AIM> Extract each line of the data and write it out again exactly.

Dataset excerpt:

■ ■ ■ ■ ■ ■ ■

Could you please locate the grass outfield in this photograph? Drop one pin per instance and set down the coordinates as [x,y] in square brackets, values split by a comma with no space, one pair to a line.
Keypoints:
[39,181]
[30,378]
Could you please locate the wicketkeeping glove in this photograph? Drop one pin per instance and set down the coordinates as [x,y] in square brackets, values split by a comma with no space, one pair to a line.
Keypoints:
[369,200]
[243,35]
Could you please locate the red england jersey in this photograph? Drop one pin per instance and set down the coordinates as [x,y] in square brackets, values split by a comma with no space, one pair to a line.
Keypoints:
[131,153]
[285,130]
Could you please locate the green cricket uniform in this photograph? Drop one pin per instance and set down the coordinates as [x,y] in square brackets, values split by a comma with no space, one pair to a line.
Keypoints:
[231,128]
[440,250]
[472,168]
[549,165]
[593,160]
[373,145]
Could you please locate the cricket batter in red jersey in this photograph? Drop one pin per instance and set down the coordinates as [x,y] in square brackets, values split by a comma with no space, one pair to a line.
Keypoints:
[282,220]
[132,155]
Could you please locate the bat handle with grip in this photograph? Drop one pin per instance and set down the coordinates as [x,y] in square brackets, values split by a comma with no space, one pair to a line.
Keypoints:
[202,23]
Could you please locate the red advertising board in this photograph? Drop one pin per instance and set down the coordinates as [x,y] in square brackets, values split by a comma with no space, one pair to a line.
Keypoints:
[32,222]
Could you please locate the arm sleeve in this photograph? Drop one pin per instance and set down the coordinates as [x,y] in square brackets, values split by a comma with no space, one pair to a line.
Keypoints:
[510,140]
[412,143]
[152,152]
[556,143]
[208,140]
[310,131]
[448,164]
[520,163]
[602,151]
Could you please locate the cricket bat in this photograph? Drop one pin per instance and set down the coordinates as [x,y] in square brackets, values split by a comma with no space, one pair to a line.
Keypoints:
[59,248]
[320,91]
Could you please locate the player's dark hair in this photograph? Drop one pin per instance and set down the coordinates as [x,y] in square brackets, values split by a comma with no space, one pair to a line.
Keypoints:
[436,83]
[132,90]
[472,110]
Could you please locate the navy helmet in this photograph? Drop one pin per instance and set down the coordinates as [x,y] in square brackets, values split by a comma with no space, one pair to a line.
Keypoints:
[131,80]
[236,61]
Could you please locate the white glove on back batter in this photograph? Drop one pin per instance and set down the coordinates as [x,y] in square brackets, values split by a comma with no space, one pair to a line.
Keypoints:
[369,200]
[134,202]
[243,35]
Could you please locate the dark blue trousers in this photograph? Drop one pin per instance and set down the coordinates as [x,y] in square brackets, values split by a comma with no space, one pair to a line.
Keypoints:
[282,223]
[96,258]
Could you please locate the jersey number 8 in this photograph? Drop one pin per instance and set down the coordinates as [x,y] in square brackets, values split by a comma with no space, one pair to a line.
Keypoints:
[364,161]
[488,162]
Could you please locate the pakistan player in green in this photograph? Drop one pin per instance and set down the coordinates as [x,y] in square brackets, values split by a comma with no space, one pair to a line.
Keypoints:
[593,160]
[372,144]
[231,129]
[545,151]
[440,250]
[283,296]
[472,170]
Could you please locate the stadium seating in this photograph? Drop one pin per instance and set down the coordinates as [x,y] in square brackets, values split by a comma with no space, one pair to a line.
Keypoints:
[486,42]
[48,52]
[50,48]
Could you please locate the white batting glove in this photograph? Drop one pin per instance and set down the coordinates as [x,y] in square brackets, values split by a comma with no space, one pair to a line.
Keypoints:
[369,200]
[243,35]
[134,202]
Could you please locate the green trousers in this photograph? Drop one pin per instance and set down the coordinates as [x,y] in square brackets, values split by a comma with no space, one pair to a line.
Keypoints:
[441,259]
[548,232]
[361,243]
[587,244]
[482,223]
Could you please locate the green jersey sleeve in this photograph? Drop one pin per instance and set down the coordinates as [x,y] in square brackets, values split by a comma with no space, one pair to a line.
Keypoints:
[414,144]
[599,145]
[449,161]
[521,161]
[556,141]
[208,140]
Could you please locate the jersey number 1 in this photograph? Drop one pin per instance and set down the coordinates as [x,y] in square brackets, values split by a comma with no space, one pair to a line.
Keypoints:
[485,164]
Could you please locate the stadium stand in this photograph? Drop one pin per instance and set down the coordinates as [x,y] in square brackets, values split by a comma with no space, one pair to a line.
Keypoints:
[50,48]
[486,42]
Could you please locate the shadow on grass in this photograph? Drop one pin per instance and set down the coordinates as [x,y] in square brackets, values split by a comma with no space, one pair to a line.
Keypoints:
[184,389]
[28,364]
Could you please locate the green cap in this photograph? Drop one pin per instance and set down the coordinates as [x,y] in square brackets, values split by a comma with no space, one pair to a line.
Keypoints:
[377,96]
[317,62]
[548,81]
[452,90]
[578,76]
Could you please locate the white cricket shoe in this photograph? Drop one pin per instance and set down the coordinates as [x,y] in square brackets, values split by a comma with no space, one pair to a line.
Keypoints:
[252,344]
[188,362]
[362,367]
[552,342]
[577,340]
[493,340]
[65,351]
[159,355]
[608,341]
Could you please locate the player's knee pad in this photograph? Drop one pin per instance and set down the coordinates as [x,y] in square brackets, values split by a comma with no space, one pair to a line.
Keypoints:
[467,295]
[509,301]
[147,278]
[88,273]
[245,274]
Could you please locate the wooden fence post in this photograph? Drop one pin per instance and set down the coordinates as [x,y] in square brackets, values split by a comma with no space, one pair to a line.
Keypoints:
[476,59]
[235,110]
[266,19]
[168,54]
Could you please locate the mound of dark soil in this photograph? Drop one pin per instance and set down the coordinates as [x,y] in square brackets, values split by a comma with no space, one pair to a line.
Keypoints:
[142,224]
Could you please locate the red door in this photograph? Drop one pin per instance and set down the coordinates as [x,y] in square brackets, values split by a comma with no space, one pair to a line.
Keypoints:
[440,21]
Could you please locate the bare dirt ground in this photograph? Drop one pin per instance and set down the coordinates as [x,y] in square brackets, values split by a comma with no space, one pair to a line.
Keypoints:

■ ■ ■ ■ ■ ■ ■

SOLUTION TO THIS PROBLEM>
Could you please locate the grass outfield in this photograph? Drop one pin per instance and set down the coordinates as [x,y] in square brackets, values split by a comma with no space, one pair to a line.
Keypoints:
[39,181]
[30,378]
Could you please locate the wicketkeeping glove in this photograph? Drop one pin per instance and set down the coordinates as [x,y] in square brackets, values split by a comma with no space, one pair to a line.
Keypoints:
[369,200]
[243,35]
Could you please locate the red england jersey in this photograph? Drop one pin per instance and set down the coordinates as [x,y] in square brackets, values split by a comma with no space, one pair to a line.
Keypoints:
[131,153]
[285,130]
Could you please locate the green cricket uniform in this photograph? Drop one pin per instance and set down the coordinates as [x,y] in square brackets, values split by a comma with no space, one pair to a line.
Keypoints:
[231,128]
[440,250]
[472,168]
[549,165]
[593,160]
[373,145]
Could you please locate the cricket batter in red jersey in this photograph? Drop one pin per instance and set down the coordinates as [x,y] in square brackets, values split by a comma with no space, one pair to a line.
Keypoints:
[282,220]
[132,155]
Could you please locate the bat handle with grip in this photograph? Drop one pin per instance and set down the coordinates as [x,y] in square brackets, values split by a comma with no space, one pair to a line.
Keypoints:
[202,23]
Could you please locate the red advertising board in this photograph? Drop one pin per instance and set down the coordinates as [x,y] in square brackets, values split by a comma with no space, one pair to a line.
Keypoints:
[32,222]
Could you please locate the arm sleeve in this photograph? Drop one pin per instance and set down the coordinates as [x,y] in square brackets, values split by a comma with no space, one pair to a line.
Keypoints:
[510,140]
[412,143]
[152,152]
[556,143]
[208,140]
[310,131]
[448,164]
[520,163]
[602,151]
Could you please locate the cricket bat in this photograph? Drop one pin per instance and set down the coordinates as [x,y] in square brackets, values split by a comma with no space, one pair to a line.
Keypoints:
[59,248]
[320,91]
Could you please locate the player's dark hair in this photograph? Drop one pin per instance and set down the coordinates as [x,y] in square brackets, values split by a comma with no space, one pair to a line.
Keypoints:
[436,83]
[132,90]
[472,110]
Could you please locate the navy helmet in this photograph? Drop one pin per instance and set down the coordinates as [x,y] in square brackets, values split by a comma with no space, one pair to a line.
Keypoints:
[131,80]
[236,61]
Could you please locate the white glove on back batter in this photograph? Drop one pin per instance and set down the coordinates as [x,y] in square brackets, values split by a comma with no space, one pair to a line.
Keypoints:
[369,200]
[134,202]
[243,35]
Could you please locate the dark blue trousers in this photograph? Drop one pin per instance and set down the coordinates as [x,y] in square brackets, values split by a comma with no space, one pair to a line.
Keypoints:
[282,223]
[96,258]
Could you please locate the jersey number 8 in this photograph? Drop one pin per instance and set down the coordinates as [x,y] in square brackets, values split by a comma with no space, one pair to a line.
Keypoints:
[364,161]
[488,162]
Could you please locate the pakistan player in green in this photograph? Drop one pin per instance and set down the coordinates as [x,y] in square brackets, values split by a comma with no space, one pair to a line.
Keypoints:
[593,160]
[372,144]
[231,129]
[545,151]
[440,250]
[283,296]
[472,170]
Could you please locate the stadium seating in this photograph? Drop one pin per instance and set down the coordinates as [x,y] in square brackets, values split by a comma with no space, one pair to a line.
Keypoints:
[486,42]
[48,52]
[50,48]
Could you please locate the white batting glove in this photograph? Drop one pin per instance and set down the coordinates as [x,y] in square brackets, values split by a comma with no space, one pair to a line.
Keypoints:
[369,200]
[243,35]
[134,202]
Could you please locate the green trousers in this photograph? Drop one pin per instance and set down the coordinates as [x,y] in square brackets, values split by a comma with no space, one pair to a line.
Keypoints:
[441,259]
[548,232]
[361,243]
[587,244]
[482,223]
Could you please locate the green jersey sleeve in this photograph? Drop one pin per instance and set down the coordinates as [x,y] in square brackets, values split by a comma with no space, one pair to a line.
Keypoints:
[414,144]
[599,145]
[449,161]
[521,161]
[556,141]
[208,140]
Could you please locate the jersey number 1 in this photograph? Drop one pin per instance and set down the coordinates as [x,y] in square brackets, values split by a comma with no space, one pair to a line.
Keypoints:
[485,164]
Could you please locate the stadium stand in this photograph? Drop one pin per instance and set down the coordinates as [x,y] in square brackets, values split by a comma with no space, one pair to a line.
Keypoints:
[50,48]
[486,42]
Could you please locate the shadow on grass in this photograph? Drop one pin per instance and set down the coordinates as [x,y] in square brackets, values split by a comma with no space, one pair to a line.
Keypoints:
[184,389]
[28,364]
Could you please locate the green cap in this photograph? Drop one pin per instance and set down the coordinates as [x,y] in square brackets, values split by a comma with no space, one pair to a line.
Keypoints:
[377,96]
[317,62]
[548,81]
[452,90]
[578,76]
Could you please locate the white cricket shoe in this photograph? Drop one pin per instance and set down the coordinates as [x,y] in square brackets, values split by a comma with no space, one pair to a line.
Keypoints:
[252,344]
[188,362]
[362,367]
[552,342]
[577,340]
[493,340]
[65,351]
[159,355]
[608,341]
Could you please locate the player's knee pad in this photograph? Drop one pin per instance and set down the coordinates as [x,y] in square brackets, values split by a comma with no space, one pair to a line.
Keypoints:
[467,295]
[509,301]
[147,278]
[88,273]
[245,274]
Could you please locate the wooden fence post in this photograph? Drop one pin per instance and set down the coordinates as [x,y] in square brackets, values split by a comma with no space, one pair to a line.
Keypoints:
[476,59]
[235,110]
[266,19]
[168,54]
Could you please locate the mound of dark soil in this photograph? Drop one pin per instance and set down the coordinates as [x,y] in square brackets, values split by a comma with no space, one pair to a line.
Keypoints:
[142,224]
Could you please locate the red door in this photograph? Drop one pin per instance and set down the coordinates as [x,y] in square brackets, values split by a comma with no space, one pair to a line.
Keypoints:
[440,21]
Could you please locate the bare dirt ground in this photograph? Drop one pin per instance and set down the coordinates as [x,y] in square brackets, values split by a comma with no space, one pair to a line.
Keypoints:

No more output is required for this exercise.